O que se pede
(A) Responda às perguntas abaixo com base no texto sobre a nota da ANPR.
(i) Em que dia as provas do acordo de leniência da Odebrecht foram anuladas pelo ministro?
(ii) Quem a ANPR representa?
(iii) Segundo a ANPR, por que tipo de análise a discussão sobre fatos envolvendo a Lava Jato deve ser pautada?
(B) Reproduza o trecho do texto sobre a nota da ANPR que vai de "A Associação Nacional" a "última terça-feira (6).", trocando "terça-feira" por "quarta-feira".
(C) Diga se cada afirmação abaixo está de acordo com o texto sobre a nota da ANPR.
(i) A ANPR representa os membros do Ministério Público Federal.
(ii) A ANPR rebateu as acusações em uma entrevista coletiva.
(iii) Toffoli atribuiu aos agentes a intenção deliberada de causar prejuízo ao Estado brasileiro.

Documento de origem
Dias Toffoli acusou Lava Jato de praticar “tortura psicológica” contra “inocentes”| Foto: Rosinei Coutinho/SCO/STF

A Associação Nacional dos Procuradores da República (ANPR) rebateu, em nota, as acusações do ministro Dias Toffoli de que a Lava Jato teria praticado “tortura psicológica” para obter provas de pessoas “inocentes” e de supostas irregularidades no acordo de leniência da Odebrecht, cujas provas foram anuladas pelo ministro na última terça-feira (6).

A entidade, que representa os membros do Ministério Público Federal, afirmou que “não é razoável, a partir de afirmação de vícios processuais decorrentes da suspeição do juízo ou da sua incompetência, pretender-se imputar a agentes públicos, sem qualquer elemento mínimo, a prática do crime de tortura ou mesmo a intenção deliberada de causar prejuízo ao Estado brasileiro” – outra acusação lançada por Toffoli em sua decisão.

A ANPR diz que a discussão sobre fatos envolvendo a Lava Jato deve ser “pautada por uma análise técnica, objetiva, que preserve as instituições e não se renda ao ambiente de polarização e de retórica que impede a compreensão da realidade”.

Informações fornecidas
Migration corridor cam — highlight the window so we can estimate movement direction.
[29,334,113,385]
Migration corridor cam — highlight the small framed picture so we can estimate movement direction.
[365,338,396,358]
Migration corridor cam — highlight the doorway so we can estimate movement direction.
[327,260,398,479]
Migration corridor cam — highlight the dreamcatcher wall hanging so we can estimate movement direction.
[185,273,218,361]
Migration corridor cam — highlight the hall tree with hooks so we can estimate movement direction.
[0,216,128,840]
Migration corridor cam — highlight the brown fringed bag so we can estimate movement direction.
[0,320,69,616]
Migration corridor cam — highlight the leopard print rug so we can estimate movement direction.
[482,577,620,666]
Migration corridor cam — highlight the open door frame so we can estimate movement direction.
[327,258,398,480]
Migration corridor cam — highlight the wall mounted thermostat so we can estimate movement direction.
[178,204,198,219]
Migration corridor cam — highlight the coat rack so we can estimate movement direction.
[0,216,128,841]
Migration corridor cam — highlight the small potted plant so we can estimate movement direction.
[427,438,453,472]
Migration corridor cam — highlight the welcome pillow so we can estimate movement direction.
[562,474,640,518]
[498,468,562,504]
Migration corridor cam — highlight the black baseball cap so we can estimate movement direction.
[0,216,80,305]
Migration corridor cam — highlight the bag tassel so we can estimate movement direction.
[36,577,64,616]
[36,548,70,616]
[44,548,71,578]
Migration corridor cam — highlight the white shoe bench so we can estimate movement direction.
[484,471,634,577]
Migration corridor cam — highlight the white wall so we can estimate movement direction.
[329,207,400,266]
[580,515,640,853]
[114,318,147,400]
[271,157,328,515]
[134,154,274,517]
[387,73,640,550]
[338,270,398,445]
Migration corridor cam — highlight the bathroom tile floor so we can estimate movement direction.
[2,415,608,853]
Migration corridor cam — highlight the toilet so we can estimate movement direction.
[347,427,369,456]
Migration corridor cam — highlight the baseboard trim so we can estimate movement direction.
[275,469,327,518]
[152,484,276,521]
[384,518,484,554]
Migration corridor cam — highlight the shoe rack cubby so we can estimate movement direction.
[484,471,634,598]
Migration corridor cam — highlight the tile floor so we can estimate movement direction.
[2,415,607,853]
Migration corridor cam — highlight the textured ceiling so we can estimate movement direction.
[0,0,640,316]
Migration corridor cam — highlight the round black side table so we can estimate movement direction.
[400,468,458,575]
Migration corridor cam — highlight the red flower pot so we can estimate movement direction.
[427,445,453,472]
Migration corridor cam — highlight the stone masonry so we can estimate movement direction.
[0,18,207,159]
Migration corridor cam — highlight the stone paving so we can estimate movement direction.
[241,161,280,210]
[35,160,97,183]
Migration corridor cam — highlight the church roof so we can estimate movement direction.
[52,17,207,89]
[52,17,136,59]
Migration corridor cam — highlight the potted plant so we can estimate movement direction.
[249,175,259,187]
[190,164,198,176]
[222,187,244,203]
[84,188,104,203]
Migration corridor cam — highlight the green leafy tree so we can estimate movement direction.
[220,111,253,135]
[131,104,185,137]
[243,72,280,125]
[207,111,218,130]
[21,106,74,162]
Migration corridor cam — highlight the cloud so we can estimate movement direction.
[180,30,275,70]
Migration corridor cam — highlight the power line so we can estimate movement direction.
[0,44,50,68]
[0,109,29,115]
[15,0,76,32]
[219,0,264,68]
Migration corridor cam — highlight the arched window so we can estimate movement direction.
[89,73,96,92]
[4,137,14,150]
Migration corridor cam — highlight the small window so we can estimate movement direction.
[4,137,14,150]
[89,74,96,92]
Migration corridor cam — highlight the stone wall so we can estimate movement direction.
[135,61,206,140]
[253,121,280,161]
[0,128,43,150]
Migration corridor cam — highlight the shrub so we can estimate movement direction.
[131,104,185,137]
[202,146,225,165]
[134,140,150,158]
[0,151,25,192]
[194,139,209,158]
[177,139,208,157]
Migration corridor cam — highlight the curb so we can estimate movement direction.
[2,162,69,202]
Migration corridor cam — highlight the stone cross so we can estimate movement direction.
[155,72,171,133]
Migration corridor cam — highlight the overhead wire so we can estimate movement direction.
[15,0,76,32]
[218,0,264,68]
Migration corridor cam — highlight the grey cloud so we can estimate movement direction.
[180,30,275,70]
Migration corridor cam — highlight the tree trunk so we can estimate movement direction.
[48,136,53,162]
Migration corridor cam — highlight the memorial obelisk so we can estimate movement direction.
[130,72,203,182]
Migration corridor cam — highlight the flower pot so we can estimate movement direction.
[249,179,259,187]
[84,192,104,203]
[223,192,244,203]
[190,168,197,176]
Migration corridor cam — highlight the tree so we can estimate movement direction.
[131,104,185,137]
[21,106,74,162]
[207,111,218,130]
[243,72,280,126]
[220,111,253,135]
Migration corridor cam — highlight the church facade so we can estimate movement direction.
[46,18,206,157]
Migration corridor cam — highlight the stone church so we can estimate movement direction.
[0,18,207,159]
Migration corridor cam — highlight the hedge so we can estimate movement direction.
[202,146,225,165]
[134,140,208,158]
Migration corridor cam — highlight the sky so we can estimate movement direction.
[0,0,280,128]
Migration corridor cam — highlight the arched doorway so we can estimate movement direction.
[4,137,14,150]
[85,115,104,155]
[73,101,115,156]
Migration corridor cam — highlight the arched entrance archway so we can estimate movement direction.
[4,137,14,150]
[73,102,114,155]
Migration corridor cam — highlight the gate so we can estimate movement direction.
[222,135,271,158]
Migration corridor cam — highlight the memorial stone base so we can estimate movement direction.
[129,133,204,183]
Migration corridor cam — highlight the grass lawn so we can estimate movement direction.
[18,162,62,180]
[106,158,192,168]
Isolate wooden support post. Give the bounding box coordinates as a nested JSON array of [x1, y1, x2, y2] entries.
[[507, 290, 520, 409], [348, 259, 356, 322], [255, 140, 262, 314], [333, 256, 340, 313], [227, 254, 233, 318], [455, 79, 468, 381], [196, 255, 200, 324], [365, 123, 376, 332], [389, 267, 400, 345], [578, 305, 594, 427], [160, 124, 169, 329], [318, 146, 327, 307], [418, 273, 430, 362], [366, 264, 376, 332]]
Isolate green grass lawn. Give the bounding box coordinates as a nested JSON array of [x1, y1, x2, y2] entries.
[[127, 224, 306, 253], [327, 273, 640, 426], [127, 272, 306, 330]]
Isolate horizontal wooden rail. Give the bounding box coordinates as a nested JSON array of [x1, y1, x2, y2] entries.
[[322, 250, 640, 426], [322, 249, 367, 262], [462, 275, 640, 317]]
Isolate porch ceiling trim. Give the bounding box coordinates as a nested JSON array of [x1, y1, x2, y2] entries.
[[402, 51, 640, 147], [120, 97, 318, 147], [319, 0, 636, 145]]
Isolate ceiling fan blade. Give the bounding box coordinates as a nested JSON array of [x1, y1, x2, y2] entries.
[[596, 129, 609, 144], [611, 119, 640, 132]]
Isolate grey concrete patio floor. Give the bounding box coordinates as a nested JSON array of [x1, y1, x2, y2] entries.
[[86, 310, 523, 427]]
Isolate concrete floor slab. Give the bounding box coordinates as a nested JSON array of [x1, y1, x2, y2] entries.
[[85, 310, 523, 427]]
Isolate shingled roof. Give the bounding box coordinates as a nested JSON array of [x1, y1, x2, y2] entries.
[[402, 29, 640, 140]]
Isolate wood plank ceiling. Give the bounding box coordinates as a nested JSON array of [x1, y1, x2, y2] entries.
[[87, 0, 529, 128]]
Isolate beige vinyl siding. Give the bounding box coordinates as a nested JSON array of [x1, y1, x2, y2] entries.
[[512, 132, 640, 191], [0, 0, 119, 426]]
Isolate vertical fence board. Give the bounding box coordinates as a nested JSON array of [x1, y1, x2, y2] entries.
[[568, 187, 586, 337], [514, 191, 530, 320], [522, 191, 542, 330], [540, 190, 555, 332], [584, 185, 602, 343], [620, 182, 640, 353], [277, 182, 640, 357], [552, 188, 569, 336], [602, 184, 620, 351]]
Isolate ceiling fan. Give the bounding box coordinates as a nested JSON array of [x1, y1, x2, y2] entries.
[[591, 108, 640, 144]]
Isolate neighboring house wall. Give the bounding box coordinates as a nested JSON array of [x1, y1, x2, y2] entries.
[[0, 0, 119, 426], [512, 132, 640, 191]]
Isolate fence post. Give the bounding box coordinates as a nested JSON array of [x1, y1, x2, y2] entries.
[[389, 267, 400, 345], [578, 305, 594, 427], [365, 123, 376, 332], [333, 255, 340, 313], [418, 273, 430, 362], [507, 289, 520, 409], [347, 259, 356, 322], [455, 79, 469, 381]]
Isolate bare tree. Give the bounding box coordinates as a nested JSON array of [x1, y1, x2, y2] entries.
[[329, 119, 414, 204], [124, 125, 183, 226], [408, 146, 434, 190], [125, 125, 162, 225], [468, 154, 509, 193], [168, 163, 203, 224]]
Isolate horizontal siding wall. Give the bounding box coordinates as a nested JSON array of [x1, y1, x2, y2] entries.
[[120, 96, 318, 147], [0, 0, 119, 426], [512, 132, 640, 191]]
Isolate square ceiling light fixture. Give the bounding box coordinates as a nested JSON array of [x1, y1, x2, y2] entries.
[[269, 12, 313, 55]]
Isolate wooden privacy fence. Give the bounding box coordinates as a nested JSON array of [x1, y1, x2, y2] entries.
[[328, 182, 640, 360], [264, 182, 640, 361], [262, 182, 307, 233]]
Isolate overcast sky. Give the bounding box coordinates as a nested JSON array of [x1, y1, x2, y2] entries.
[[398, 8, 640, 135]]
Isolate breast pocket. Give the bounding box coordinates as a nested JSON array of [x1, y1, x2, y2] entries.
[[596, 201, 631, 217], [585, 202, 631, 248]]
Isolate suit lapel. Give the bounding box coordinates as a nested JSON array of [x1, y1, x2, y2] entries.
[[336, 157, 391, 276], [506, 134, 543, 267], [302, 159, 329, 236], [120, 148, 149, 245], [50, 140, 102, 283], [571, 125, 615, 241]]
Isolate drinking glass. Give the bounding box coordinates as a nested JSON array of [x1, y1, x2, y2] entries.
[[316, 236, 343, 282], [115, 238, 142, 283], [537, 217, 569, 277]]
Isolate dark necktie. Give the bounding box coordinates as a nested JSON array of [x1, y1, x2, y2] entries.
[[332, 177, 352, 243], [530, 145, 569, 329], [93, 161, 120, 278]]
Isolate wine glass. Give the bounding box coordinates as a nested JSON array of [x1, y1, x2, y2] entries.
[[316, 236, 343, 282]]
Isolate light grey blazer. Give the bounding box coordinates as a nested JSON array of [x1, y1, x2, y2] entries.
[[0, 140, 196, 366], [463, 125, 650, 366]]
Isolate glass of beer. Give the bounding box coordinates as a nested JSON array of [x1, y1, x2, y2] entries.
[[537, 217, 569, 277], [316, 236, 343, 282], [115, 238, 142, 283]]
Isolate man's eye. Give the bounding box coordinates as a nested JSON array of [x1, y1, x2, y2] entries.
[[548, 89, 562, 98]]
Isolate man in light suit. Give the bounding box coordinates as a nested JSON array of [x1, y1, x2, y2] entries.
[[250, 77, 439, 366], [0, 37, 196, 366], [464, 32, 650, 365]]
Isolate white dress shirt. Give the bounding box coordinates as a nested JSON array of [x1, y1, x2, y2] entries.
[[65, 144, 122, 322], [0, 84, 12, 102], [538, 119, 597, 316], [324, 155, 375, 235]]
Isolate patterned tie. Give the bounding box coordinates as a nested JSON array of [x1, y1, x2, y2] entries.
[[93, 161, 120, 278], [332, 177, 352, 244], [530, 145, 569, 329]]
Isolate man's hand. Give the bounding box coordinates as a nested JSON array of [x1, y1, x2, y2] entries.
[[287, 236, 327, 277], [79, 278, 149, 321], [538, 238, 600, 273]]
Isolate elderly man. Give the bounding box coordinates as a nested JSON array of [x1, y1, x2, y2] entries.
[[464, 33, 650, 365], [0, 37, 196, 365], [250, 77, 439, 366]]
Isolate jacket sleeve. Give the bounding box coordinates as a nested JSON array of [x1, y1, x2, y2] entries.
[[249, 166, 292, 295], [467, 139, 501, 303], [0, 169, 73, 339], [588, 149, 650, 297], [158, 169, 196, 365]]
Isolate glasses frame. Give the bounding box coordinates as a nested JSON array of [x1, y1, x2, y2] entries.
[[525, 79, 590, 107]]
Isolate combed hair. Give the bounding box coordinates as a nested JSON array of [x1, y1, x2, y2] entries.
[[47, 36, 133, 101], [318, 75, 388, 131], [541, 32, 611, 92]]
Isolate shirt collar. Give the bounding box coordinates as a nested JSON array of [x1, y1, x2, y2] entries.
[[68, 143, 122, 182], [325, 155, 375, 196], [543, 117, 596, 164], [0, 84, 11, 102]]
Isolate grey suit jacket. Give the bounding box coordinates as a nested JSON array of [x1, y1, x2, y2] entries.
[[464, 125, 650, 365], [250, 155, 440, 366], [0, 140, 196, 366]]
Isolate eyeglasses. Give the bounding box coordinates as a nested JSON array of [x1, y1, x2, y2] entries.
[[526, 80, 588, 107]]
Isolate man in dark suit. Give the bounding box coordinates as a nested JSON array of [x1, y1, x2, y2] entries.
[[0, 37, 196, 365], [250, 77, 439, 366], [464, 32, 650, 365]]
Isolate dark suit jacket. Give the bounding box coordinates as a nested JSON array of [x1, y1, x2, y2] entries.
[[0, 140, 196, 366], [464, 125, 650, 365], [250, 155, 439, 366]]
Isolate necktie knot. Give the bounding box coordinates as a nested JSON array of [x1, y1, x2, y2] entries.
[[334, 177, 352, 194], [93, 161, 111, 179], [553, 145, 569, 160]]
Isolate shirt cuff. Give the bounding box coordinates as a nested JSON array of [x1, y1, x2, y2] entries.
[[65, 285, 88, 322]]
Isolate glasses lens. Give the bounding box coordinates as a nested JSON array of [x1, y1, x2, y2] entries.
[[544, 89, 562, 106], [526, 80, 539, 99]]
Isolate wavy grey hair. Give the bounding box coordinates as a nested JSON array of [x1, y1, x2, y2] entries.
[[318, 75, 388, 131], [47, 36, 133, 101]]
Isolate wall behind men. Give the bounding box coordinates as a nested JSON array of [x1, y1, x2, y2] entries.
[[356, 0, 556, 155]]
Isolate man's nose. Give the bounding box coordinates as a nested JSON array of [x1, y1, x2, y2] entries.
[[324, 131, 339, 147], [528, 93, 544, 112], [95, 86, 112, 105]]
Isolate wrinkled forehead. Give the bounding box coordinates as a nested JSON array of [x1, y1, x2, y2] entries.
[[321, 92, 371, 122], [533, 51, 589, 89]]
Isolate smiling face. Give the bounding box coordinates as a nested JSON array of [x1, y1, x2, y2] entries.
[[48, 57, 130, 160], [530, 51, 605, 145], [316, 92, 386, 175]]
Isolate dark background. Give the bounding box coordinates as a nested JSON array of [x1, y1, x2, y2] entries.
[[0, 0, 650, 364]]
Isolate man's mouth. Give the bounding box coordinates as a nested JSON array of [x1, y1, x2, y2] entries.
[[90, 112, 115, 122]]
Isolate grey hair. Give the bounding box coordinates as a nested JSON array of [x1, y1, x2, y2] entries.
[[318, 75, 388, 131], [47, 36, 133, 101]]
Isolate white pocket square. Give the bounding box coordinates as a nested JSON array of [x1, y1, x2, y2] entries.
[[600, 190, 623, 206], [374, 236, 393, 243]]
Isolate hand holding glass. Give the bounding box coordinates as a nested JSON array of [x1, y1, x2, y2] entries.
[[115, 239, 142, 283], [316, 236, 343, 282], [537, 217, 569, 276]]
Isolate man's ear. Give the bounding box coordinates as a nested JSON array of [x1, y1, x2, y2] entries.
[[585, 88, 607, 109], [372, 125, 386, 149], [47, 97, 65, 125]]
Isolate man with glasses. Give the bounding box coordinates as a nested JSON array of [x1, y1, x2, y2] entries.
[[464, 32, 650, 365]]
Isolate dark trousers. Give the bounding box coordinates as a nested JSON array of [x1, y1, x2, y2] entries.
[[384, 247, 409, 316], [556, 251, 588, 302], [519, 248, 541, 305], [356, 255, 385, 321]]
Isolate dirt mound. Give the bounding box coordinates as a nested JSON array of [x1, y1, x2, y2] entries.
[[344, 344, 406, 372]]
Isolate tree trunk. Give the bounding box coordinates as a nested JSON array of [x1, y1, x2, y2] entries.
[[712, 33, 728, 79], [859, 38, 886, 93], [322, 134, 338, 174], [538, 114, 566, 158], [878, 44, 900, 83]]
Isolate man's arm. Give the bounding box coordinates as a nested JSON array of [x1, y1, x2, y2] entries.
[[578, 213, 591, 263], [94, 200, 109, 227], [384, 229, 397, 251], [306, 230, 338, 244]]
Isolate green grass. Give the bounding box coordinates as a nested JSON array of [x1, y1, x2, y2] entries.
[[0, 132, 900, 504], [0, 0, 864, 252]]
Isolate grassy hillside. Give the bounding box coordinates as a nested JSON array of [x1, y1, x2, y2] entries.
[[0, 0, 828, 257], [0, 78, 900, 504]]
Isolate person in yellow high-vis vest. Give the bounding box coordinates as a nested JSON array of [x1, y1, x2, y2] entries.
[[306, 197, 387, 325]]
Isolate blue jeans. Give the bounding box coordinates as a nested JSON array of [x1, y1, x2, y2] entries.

Respostas do exercício
(A)
(i) Na última terça-feira (6).
(ii) Os membros do Ministério Público Federal.
(iii) Por uma análise técnica, objetiva, que preserve as instituições e não se renda ao ambiente de polarização e de retórica que impede a compreensão da realidade.

(B)
A Associação Nacional dos Procuradores da República (ANPR) rebateu, em nota, as acusações do ministro Dias Toffoli de que a Lava Jato teria praticado “tortura psicológica” para obter provas de pessoas “inocentes” e de supostas irregularidades no acordo de leniência da Odebrecht, cujas provas foram anuladas pelo ministro na última quarta-feira (6).

(C)
(i) Sim: "A entidade, que representa os membros do Ministério Público Federal".
(ii) Não: "rebateu, em nota".
(iii) Sim: "a intenção deliberada de causar prejuízo ao Estado brasileiro" e "outra acusação lançada por Toffoli em sua decisão".